[Start LISTED ENTRIES]

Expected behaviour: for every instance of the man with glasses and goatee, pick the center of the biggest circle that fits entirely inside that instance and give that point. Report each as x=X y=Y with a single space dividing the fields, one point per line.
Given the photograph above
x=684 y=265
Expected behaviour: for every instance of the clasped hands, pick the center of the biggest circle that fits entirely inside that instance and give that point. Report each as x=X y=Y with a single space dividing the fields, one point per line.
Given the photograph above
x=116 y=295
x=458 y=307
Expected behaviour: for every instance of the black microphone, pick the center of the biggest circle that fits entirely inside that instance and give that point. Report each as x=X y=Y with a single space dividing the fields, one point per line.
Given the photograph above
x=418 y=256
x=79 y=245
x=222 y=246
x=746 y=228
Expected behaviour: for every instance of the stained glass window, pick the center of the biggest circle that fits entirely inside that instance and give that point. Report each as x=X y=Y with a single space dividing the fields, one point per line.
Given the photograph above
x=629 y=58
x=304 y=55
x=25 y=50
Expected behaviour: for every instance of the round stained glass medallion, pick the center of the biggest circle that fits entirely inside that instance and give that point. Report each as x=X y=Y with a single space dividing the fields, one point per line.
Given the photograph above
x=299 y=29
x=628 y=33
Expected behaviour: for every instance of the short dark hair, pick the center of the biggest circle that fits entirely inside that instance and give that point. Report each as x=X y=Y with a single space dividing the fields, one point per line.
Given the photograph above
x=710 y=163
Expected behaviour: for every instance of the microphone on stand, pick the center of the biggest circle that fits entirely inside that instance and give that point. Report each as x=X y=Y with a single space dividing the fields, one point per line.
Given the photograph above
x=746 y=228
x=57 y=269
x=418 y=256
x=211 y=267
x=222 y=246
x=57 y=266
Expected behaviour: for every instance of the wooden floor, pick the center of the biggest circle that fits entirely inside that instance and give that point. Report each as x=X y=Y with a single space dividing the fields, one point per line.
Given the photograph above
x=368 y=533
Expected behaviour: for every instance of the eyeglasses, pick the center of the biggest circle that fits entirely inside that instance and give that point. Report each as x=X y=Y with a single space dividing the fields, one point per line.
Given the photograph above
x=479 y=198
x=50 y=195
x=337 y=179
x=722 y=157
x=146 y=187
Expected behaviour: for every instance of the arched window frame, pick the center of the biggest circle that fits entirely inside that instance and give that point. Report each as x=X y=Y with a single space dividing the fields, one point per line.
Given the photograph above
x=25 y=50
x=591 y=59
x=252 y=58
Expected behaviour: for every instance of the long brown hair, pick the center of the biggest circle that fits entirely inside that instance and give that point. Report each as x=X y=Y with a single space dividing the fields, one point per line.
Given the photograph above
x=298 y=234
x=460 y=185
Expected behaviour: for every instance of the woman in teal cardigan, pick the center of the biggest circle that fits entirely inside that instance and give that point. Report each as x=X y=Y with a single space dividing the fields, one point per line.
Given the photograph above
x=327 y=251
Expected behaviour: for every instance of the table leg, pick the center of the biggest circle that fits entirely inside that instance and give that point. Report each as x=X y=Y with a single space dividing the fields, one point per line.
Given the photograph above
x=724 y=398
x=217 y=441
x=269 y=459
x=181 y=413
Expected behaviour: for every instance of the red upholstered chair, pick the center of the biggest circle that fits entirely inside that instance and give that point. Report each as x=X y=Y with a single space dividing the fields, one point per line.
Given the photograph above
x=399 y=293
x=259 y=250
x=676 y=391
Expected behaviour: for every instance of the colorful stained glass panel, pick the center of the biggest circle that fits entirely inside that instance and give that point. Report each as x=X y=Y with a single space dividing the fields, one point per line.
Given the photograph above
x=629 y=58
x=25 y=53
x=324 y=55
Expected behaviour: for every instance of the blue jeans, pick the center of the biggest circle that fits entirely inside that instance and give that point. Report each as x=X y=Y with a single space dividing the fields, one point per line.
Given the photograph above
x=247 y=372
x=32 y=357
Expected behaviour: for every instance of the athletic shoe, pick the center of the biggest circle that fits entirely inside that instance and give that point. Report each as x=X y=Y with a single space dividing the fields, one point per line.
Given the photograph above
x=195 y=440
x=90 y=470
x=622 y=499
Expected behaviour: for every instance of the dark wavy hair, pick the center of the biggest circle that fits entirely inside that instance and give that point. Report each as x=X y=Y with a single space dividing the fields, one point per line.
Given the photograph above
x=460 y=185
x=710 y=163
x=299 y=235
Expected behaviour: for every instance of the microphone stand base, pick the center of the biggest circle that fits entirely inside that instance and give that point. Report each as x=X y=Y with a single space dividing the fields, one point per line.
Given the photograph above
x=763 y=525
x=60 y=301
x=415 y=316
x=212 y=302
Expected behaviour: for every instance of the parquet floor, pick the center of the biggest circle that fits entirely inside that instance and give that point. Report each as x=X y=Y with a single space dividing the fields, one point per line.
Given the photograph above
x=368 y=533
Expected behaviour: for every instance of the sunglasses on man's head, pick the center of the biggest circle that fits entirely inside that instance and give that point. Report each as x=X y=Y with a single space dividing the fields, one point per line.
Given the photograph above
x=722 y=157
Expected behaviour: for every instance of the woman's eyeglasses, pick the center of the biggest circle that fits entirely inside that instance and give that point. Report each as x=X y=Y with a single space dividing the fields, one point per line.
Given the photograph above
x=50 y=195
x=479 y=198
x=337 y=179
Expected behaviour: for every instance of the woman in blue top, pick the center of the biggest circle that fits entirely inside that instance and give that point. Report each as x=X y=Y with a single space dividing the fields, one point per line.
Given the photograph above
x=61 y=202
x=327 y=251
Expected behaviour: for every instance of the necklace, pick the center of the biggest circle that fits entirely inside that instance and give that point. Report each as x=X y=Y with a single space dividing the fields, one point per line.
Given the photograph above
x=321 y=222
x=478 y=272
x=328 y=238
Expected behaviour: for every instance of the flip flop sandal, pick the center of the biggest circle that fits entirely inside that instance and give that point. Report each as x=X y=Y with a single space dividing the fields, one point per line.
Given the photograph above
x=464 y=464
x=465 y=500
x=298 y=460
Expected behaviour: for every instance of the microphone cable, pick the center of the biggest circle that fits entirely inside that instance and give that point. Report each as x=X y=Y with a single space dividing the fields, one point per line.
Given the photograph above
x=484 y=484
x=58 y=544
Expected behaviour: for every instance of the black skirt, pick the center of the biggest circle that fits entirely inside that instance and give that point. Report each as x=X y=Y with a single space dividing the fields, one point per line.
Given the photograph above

[End LISTED ENTRIES]

▶ **WORK REQUIRED**:
Each line from the one with "microphone cable, pick" through the last line of the records must be written out word for word. Include nothing else.

▶ **COMPLETE RESPONSE**:
Expected behaviour: for every instance of the microphone cable, pick the center of the biggest circle that fits entirely inside that instance and give that point. Report each as x=X y=Y with a single space dividing the fields, one point per line.
Given the photograph above
x=484 y=484
x=58 y=544
Expected behaviour: for every instance of the black skirt, pick the center of the biggest circle that fits entirely inside that instance and give that point. Report each as x=X y=Y with a single space dividing the fields, one point per line.
Given the photograph above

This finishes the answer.